Referring expression data:
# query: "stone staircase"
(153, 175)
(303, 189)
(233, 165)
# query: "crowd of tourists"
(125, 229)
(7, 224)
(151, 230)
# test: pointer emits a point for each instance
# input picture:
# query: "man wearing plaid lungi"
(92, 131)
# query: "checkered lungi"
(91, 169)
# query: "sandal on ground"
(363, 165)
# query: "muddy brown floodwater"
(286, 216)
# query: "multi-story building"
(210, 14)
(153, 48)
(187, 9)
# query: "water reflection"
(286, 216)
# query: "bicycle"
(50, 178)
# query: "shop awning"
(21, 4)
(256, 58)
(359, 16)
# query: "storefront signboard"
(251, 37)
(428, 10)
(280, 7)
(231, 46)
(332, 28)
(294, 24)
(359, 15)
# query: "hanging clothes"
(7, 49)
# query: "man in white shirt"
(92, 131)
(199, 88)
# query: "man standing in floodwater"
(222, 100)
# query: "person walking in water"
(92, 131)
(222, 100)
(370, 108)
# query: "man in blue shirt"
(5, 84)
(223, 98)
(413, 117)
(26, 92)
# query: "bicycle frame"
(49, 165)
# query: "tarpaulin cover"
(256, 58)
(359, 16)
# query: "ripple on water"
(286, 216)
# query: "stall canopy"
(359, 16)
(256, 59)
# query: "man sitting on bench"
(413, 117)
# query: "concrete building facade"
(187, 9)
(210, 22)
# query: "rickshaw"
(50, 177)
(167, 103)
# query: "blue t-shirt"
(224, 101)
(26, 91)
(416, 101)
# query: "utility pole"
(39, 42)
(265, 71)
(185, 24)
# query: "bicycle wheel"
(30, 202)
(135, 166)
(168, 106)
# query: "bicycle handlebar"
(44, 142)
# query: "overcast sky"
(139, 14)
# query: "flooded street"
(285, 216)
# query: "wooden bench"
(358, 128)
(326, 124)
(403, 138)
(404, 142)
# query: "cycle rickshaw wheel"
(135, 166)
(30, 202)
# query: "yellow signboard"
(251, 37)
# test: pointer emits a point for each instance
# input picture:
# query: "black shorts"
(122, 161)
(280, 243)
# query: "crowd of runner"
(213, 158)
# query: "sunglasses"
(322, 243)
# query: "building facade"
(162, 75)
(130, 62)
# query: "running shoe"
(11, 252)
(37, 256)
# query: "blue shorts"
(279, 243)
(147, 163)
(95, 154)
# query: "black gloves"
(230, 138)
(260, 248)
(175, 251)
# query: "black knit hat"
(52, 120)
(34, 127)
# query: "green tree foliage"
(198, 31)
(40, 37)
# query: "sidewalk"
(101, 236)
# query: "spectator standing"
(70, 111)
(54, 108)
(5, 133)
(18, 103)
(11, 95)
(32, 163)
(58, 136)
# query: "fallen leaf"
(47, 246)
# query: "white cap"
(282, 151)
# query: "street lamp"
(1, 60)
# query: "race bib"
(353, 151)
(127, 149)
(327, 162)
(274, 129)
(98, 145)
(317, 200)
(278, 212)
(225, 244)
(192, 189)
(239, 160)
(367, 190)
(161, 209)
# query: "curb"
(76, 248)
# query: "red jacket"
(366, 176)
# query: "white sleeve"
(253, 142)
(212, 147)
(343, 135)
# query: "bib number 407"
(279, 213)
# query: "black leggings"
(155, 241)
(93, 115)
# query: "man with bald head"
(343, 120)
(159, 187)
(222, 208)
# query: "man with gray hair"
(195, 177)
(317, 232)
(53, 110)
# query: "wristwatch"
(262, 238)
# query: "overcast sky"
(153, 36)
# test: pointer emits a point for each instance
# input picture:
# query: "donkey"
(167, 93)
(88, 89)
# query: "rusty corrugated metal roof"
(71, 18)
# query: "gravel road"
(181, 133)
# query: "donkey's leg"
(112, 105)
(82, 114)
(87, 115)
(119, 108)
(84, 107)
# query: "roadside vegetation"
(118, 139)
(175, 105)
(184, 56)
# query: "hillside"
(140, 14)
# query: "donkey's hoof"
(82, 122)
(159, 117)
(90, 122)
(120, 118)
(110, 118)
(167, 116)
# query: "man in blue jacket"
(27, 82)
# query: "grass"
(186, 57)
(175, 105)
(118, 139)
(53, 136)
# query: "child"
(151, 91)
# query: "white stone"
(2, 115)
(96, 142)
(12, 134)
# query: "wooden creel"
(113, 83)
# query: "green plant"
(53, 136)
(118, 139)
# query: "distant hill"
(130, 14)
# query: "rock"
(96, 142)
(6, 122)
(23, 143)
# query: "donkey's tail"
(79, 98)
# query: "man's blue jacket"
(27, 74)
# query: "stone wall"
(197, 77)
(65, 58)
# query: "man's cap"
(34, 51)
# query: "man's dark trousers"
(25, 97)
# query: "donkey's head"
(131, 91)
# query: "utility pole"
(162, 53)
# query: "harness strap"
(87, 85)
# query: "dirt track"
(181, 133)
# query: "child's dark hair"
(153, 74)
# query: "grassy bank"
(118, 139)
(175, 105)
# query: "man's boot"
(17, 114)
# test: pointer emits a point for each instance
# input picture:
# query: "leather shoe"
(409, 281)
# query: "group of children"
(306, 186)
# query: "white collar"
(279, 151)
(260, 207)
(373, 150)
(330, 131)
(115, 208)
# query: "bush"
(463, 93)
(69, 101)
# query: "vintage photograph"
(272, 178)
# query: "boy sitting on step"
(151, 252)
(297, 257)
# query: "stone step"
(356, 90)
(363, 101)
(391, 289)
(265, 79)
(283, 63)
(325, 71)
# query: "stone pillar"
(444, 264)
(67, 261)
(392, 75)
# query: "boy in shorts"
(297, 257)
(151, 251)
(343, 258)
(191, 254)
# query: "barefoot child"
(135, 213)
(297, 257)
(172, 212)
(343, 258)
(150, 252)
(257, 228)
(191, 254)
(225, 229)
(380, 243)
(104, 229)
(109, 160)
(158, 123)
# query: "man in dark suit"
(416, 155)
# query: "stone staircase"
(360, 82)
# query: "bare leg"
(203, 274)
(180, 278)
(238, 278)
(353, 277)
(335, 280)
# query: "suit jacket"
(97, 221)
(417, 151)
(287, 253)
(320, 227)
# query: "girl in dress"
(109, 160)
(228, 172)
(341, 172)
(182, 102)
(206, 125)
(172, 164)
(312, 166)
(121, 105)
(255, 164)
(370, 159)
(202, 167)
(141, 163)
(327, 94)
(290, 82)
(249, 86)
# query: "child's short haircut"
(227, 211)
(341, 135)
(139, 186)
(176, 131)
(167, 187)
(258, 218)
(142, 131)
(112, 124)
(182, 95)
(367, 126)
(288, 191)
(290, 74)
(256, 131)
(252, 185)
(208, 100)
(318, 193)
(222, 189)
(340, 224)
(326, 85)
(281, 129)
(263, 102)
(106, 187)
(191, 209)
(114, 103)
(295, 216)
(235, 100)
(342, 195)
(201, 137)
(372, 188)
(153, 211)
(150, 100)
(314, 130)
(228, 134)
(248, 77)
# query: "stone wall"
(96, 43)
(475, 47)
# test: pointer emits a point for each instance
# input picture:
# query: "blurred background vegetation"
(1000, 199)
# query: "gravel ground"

* **Aim of the exercise**
Reproduce the records above with every character intact.

* **Completed exercise**
# query: "stone staircase"
(153, 175)
(303, 189)
(233, 165)
# query: "crowd of tourists"
(125, 229)
(7, 224)
(151, 230)
# test: pointer emits a point for each instance
# input picture:
# query: "man wearing plaid lungi"
(92, 131)
# query: "checkered lungi"
(91, 169)
# query: "sandal on ground"
(363, 165)
# query: "muddy brown floodwater"
(286, 216)
# query: "multi-story building"
(210, 14)
(153, 48)
(187, 9)
# query: "water reflection"
(286, 216)
# query: "bicycle"
(50, 178)
# query: "shop awning"
(21, 4)
(256, 58)
(359, 16)
# query: "storefront signboard"
(251, 37)
(428, 10)
(280, 7)
(231, 46)
(332, 28)
(294, 24)
(359, 15)
# query: "hanging clothes"
(7, 49)
# query: "man in white shirt"
(92, 131)
(199, 88)
# query: "man standing in floodwater"
(222, 100)
# query: "person walking in water"
(92, 131)
(222, 100)
(370, 108)
# query: "man in blue shirt"
(5, 84)
(223, 98)
(413, 117)
(26, 92)
# query: "bicycle frame"
(49, 165)
# query: "tarpaulin cover"
(256, 58)
(359, 16)
# query: "ripple on water"
(286, 216)
# query: "stall canopy"
(359, 16)
(256, 59)
# query: "man sitting on bench"
(413, 117)
# query: "concrete building facade"
(187, 9)
(210, 22)
# query: "rickshaw"
(50, 177)
(167, 103)
# query: "blue t-shirt"
(224, 101)
(26, 91)
(416, 101)
# query: "utility pole"
(39, 42)
(265, 71)
(185, 24)
# query: "bicycle wheel"
(30, 202)
(135, 166)
(168, 106)
# query: "bicycle handlebar"
(44, 142)
# query: "overcast sky"
(139, 14)
# query: "flooded street"
(285, 216)
# query: "wooden bench"
(358, 128)
(326, 124)
(403, 138)
(404, 142)
# query: "cycle rickshaw wheel"
(135, 166)
(30, 202)
# query: "yellow signboard"
(251, 37)
# test: pointer emits a point for each instance
# input picture:
# query: "black shorts"
(122, 161)
(280, 243)
# query: "crowd of runner"
(213, 158)
# query: "sunglasses"
(322, 243)
# query: "building facade"
(162, 75)
(130, 62)
# query: "running shoe"
(11, 252)
(37, 256)
# query: "blue shorts"
(279, 243)
(147, 163)
(95, 154)
# query: "black gloves"
(230, 138)
(260, 248)
(175, 251)
# query: "black knit hat"
(52, 120)
(34, 127)
# query: "green tree foliage"
(198, 31)
(40, 37)
# query: "sidewalk"
(101, 236)
# query: "spectator standing"
(70, 111)
(54, 108)
(5, 133)
(18, 103)
(11, 95)
(32, 163)
(58, 136)
# query: "fallen leaf"
(47, 246)
# query: "white cap"
(282, 151)
# query: "street lamp"
(1, 60)
# query: "race bib"
(353, 151)
(127, 149)
(327, 162)
(274, 129)
(98, 145)
(317, 200)
(278, 212)
(225, 244)
(192, 189)
(239, 160)
(367, 190)
(161, 209)
# query: "curb"
(76, 248)
# query: "red jacket"
(366, 176)
# query: "white sleeve"
(253, 142)
(212, 147)
(343, 135)
# query: "bib number 407"
(279, 213)
# query: "black leggings"
(155, 241)
(93, 115)
# query: "man with bald head"
(343, 120)
(159, 187)
(222, 208)
# query: "man with gray hair"
(195, 177)
(317, 232)
(53, 110)
# query: "wristwatch"
(262, 238)
# query: "overcast sky"
(153, 36)
# test: pointer emits a point for each instance
# input picture:
# query: "donkey"
(167, 93)
(88, 89)
# query: "rusty corrugated metal roof"
(71, 18)
# query: "gravel road"
(181, 133)
# query: "donkey's leg"
(112, 105)
(82, 114)
(87, 115)
(119, 108)
(84, 107)
# query: "roadside vegetation"
(118, 139)
(175, 105)
(184, 56)
# query: "hillside"
(140, 14)
# query: "donkey's hoof"
(82, 122)
(159, 117)
(90, 122)
(120, 118)
(110, 118)
(167, 116)
# query: "man in blue jacket"
(27, 82)
# query: "grass"
(186, 57)
(175, 105)
(118, 139)
(53, 136)
# query: "child"
(151, 91)
# query: "white stone"
(2, 115)
(96, 142)
(12, 134)
# query: "wooden creel"
(113, 83)
# query: "green plant"
(53, 136)
(118, 139)
# query: "distant hill"
(130, 14)
# query: "rock"
(96, 142)
(6, 122)
(23, 143)
# query: "donkey's tail"
(79, 98)
# query: "man's blue jacket"
(27, 74)
# query: "stone wall"
(197, 77)
(65, 58)
# query: "man's cap"
(34, 51)
# query: "man's dark trousers"
(25, 97)
# query: "donkey's head"
(131, 91)
# query: "utility pole"
(162, 53)
# query: "harness strap"
(87, 85)
# query: "dirt track"
(181, 133)
# query: "child's dark hair"
(153, 74)
# query: "grassy bank"
(118, 139)
(175, 105)
# query: "man's boot"
(17, 114)
# test: pointer emits a point for each instance
# input picture:
# query: "leather shoe"
(409, 281)
# query: "group of children"
(306, 186)
# query: "white collar"
(279, 151)
(260, 207)
(373, 150)
(330, 131)
(115, 208)
# query: "bush"
(463, 93)
(69, 101)
# query: "vintage photograph"
(272, 178)
# query: "boy sitting on step"
(151, 252)
(297, 257)
# query: "stone step"
(356, 90)
(363, 101)
(391, 289)
(265, 79)
(283, 63)
(325, 71)
# query: "stone pillar"
(444, 264)
(67, 261)
(392, 75)
# query: "boy in shorts"
(297, 257)
(151, 251)
(343, 258)
(191, 254)
# query: "barefoot child"
(135, 213)
(297, 257)
(172, 212)
(343, 258)
(150, 252)
(257, 228)
(191, 254)
(225, 229)
(380, 243)
(104, 229)
(109, 160)
(158, 123)
# query: "man in dark suit"
(416, 155)
# query: "stone staircase"
(360, 82)
# query: "bare leg"
(203, 274)
(180, 278)
(238, 278)
(353, 277)
(335, 280)
# query: "suit jacket"
(97, 221)
(417, 151)
(287, 253)
(320, 227)
# query: "girl in dress"
(109, 160)
(228, 172)
(341, 172)
(182, 102)
(206, 125)
(172, 164)
(312, 166)
(121, 105)
(255, 164)
(370, 159)
(202, 167)
(141, 163)
(327, 94)
(290, 82)
(249, 86)
# query: "child's short haircut"
(227, 211)
(341, 135)
(139, 186)
(176, 131)
(167, 187)
(258, 218)
(142, 131)
(112, 124)
(182, 95)
(367, 126)
(288, 191)
(290, 74)
(256, 131)
(252, 185)
(208, 100)
(318, 193)
(222, 189)
(340, 224)
(326, 85)
(281, 129)
(263, 102)
(106, 187)
(191, 209)
(114, 103)
(295, 216)
(235, 100)
(342, 195)
(201, 137)
(372, 188)
(153, 211)
(150, 100)
(314, 130)
(228, 134)
(248, 77)
# query: "stone wall"
(96, 43)
(475, 47)
# test: pointer emits a point for each instance
# input picture:
# query: "blurred background vegetation"
(1000, 199)
# query: "gravel ground"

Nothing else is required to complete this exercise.